==== Document text ====

So it’s exciting times. But it’s taken a while to get everybody aligned, but there’s huge amount of enthusiastic engagement. There’s an alignment of what we’re doing. We’re working off a strategy, and we’re going to continue to work on that. So you’re going to see even more rich demos and discussion at Dell Technology World in a couple of months. So that’s good to see.
DOUGLAS KARR: It is incredible. There’s a lot of opportunity here for non-traditional businesses as well. When we were talking about Dell’s evolution and keeping ahead of it, and Verizons, and of course, the technologies and startup companies. But this could impact all businesses, right? And what should businesses be doing today to prepare for this evolution?
LIAM QUINN: Well, I think– and this has come up a lot, Doug. I think what we need to do is continue to engage deeply with our customers and our partners, and understanding, first of all, what they’re going through is part of their digital transformation. 5G is one element. It’s not the only element, but it’s a key enabler for a lot of other drag effects around AI, machine learning, around AR, VR, around smart manufacturing, around smart access to data. The always-connected paradigm that I talked about.

==== Source information ====

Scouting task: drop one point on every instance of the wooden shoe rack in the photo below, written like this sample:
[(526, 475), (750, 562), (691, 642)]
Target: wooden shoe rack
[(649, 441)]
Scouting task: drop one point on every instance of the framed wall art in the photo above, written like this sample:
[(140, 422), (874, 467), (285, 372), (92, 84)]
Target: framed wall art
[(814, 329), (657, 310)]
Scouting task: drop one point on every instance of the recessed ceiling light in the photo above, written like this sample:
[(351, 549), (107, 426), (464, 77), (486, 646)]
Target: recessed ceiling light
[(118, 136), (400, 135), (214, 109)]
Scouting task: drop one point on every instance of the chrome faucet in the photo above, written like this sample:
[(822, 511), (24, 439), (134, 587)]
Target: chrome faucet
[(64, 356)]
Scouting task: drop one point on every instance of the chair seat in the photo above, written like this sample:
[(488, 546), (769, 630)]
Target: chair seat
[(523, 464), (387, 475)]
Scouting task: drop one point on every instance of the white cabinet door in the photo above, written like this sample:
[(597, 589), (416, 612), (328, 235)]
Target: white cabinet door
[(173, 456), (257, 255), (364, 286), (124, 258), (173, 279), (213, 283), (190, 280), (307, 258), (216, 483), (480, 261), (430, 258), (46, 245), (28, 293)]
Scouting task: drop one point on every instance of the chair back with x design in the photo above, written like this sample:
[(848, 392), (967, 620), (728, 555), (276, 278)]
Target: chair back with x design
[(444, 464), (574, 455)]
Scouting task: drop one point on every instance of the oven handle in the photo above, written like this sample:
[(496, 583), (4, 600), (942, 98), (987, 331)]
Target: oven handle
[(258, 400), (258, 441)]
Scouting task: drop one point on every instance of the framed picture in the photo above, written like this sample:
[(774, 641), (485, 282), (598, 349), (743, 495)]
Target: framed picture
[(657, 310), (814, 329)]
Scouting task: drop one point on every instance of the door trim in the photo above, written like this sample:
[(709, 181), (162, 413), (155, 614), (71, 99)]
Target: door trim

====

Continue the interview transcript about 5G and business transformation, starting right after its final sentence.

And if you look at the capabilities that Dell has, and what we can bring to their discussions, I think that sets us up very well for really deep, rich engagement with key partners. Because it’s not about a technology, it’s really understanding what they’re doing. The transformation that they’re going through. But also, giving them the confidence of what we’re doing in these spaces in order to work with them to deliver solutions as part of their transformation.
So that’s the joy of what we come to work to do. And when you have the right teams in place, and the right vision in place, it really sets it up very well for a very exciting future in this space.
MARK SCHAEFER: It creates an opportunity for partnership, doesn’t it, really, with your–
LIAM QUINN: Well, I think it actually deepens the partnership. It deepens the partnership, because it’s not we’re trying to sell you a box. It’s part of a discussion of which we have great tools in the box, and we’ve got great flexibility in our tool set and the architecture that we can deliver not only in hardware, but software, and services, and applications, security manageability, and those assets that they need as part of their transformation. And I think that’s the exciting part, is to realize the tool set that we have, the capability we have, and the vision we have in order to back that up.
DOUGLAS KARR: You’re leaving it to the businesses to innovate while you support everything on the back end that they need.
LIAM QUINN: Well, I think it’s engaged process. It’s not like we’re going to be on one side and the business on the other side. It really is a vision that we got to implement and got to realize, and work with our partners, both internal and external.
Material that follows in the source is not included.